# [Extract provided]
=== Section Start ===
Lupton has a near-perfect grasp of human relationships. In Afterwards, terrible tragedy tests the boundaries of a mother’s love and our ideas of the possible when confronted by grievous loss. When happily married Grace Covey realizes that her children’s school is in flames, she searches desperately for her eight-year-old son, Adam, who is safely outside. Then she realizes that seventeen-year-old Jennifer may be trapped on the third floor and rushes blindly into the building: “And then I was running at the velocity of a scream.” On the stairs, unable to see or breathe, Grace connects with her daughter as the roof falls in, black smoke billowing in the sky as fire engines jockey around panicked parents’ parked cars to get near the building.
When next we meet Grace and Jennifer, they exist in an altered state where Grace is in the operating room and Jennifer is swathed in bandages in ICU, her face swollen and raw. Mother and daughter realize that they can communicate with one another but not with their loved ones or those they see working over their damaged bodies. There-but-not-there, Grace and Jennifer watch the drama unfolding, their fates still uncertain. From this unique perspective, Lupton’s profoundly moving novel offers insight into the tragedy, the investigation, and the reactions of loved ones—especially Grace’s husband, Mike, a journalist for the BBC and Mike’s sister, a policewoman.
Events spiral from the aftermath of tragedy to the lengthy vigil for Grace to awaken from a coma and the lab results of Jennifer’s injuries, whether she will be scarred permanently or not. Mike is devastated, unable to go to his son for fear of leaving Grace. As the police determine that the fire was arson, the most unlikely person is suspected of setting the blaze. In the aftermath of the chaos and confusion and in her altered state, Grace has time to think about the fire and compile her own list of suspects, monitoring the doctor’s conversations with Mike regarding his wife and daughter and listening to detectives as they posit scenarios and suspects. Jennifer listens in with Grace but is sometimes overwhelmed and escapes to an indoor garden area, while Grace eavesdrops on important but troubling conversations. Rather than feel like a device, Grace and Jennifer’s ability to watch and listen brings an otherworldly quality to the story, a sense of the patients’ spirits in transition—not just trapped, immobilized in their bodies.
=== Section End ===
# [Entries supplied]
=== Section Start ===
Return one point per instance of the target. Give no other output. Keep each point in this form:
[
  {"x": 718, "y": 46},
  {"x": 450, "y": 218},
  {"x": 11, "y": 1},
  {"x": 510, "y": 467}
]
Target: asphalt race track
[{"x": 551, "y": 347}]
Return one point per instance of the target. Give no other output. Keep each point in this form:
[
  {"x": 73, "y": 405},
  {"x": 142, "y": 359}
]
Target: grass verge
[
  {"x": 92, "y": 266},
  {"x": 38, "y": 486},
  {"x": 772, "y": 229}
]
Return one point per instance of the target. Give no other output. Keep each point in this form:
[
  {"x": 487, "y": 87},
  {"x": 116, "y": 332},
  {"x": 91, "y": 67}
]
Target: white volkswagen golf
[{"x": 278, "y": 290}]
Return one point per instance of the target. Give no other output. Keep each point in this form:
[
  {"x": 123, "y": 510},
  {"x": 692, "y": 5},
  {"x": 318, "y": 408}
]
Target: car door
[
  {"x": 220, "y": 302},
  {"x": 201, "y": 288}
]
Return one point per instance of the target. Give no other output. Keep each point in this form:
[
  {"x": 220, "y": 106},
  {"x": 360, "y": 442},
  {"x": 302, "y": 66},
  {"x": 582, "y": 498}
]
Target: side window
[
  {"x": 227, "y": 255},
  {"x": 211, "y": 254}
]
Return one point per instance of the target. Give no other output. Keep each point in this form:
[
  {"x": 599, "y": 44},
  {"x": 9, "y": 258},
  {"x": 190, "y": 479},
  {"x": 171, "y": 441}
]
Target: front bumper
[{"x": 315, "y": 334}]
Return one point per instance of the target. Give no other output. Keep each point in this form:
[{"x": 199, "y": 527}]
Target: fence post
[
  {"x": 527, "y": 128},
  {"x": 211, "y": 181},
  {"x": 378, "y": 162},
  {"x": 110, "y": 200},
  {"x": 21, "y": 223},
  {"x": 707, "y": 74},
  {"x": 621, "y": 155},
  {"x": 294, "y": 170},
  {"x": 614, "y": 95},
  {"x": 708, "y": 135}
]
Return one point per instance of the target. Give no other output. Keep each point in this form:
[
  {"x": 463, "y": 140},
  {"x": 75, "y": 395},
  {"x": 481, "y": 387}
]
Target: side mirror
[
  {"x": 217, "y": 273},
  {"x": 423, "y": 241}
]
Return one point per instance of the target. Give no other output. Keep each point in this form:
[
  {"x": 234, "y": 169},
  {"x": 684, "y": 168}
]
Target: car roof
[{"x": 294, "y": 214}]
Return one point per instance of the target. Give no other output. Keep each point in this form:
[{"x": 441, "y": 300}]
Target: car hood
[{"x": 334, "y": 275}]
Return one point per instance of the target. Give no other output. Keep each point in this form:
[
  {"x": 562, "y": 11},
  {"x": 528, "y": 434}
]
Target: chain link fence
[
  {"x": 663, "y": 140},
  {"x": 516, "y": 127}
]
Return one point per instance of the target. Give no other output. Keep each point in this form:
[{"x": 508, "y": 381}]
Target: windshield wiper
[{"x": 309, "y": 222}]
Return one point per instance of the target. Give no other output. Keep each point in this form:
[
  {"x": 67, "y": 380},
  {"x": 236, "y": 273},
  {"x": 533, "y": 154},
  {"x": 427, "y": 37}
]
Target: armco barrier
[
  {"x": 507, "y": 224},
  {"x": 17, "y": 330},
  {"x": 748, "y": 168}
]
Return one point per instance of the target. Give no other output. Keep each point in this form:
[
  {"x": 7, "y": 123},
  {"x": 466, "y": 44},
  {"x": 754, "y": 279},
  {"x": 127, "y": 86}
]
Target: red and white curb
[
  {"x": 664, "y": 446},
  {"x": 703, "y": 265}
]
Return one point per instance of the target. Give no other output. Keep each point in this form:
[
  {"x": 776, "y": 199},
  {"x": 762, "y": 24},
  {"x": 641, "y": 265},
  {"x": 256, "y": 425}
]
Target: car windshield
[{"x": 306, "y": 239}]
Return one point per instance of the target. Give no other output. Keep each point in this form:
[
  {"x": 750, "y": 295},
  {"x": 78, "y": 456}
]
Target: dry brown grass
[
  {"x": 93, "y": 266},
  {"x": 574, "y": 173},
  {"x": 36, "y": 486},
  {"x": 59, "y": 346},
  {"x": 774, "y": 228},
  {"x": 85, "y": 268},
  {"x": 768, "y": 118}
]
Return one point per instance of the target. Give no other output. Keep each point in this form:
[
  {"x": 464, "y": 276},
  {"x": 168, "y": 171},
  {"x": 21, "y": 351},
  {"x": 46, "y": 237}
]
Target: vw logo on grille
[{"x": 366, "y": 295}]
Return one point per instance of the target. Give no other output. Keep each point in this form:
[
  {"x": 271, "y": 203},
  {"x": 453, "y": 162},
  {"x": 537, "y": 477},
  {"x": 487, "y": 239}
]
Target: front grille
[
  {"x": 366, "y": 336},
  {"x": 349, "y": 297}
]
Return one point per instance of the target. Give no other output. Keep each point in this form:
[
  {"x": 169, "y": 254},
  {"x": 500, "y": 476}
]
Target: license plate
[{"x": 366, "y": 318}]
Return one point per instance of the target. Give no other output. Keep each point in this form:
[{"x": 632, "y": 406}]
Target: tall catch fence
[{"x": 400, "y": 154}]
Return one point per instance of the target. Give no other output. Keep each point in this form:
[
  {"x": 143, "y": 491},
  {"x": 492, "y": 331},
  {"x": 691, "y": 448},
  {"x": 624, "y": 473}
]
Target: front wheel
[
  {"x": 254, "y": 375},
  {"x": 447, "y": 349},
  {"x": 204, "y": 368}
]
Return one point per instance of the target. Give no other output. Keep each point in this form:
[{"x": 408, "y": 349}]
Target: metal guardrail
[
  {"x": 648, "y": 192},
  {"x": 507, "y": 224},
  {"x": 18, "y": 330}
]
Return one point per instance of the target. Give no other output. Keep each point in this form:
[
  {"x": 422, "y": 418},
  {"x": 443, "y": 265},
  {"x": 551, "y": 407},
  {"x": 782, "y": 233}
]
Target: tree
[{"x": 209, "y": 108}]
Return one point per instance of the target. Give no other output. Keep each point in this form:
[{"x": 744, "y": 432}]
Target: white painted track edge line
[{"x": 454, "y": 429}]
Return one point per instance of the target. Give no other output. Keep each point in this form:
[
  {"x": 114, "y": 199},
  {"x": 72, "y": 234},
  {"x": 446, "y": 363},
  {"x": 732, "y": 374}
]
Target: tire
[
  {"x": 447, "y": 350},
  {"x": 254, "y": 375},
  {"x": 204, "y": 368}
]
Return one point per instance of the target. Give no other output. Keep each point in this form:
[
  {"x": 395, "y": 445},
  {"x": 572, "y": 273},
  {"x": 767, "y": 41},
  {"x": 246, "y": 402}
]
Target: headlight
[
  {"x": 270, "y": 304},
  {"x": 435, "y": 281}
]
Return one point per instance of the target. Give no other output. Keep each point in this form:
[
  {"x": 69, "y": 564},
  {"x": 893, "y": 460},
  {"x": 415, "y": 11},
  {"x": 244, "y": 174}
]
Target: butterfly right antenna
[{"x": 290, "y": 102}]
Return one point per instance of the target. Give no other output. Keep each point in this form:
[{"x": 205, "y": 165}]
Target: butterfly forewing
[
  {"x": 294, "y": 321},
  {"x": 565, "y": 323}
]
=== Section End ===
# [Exercises]
1. Answer these questions about the review, one per line:
(a) How old is Grace's son, Adam?
(b) Where is Jennifer when the review next describes her after the fire?
(c) What do the police determine about the fire?
2. Return the text of the review word for word, beginning at the words "Lupton has a" and stopping after "near the building.".
3. Which characters in the novel does the review identify by name? List all of them.

# [Expected responses]
1.
(a) Eight years old.
(b) In the ICU, swathed in bandages, with her face swollen and raw.
(c) It was arson.

2.
Lupton has a near-perfect grasp of human relationships. In Afterwards, terrible tragedy tests the boundaries of a mother’s love and our ideas of the possible when confronted by grievous loss. When happily married Grace Covey realizes that her children’s school is in flames, she searches desperately for her eight-year-old son, Adam, who is safely outside. Then she realizes that seventeen-year-old Jennifer may be trapped on the third floor and rushes blindly into the building: “And then I was running at the velocity of a scream.” On the stairs, unable to see or breathe, Grace connects with her daughter as the roof falls in, black smoke billowing in the sky as fire engines jockey around panicked parents’ parked cars to get near the building.

3.
Grace Covey
Adam
Jennifer
Mike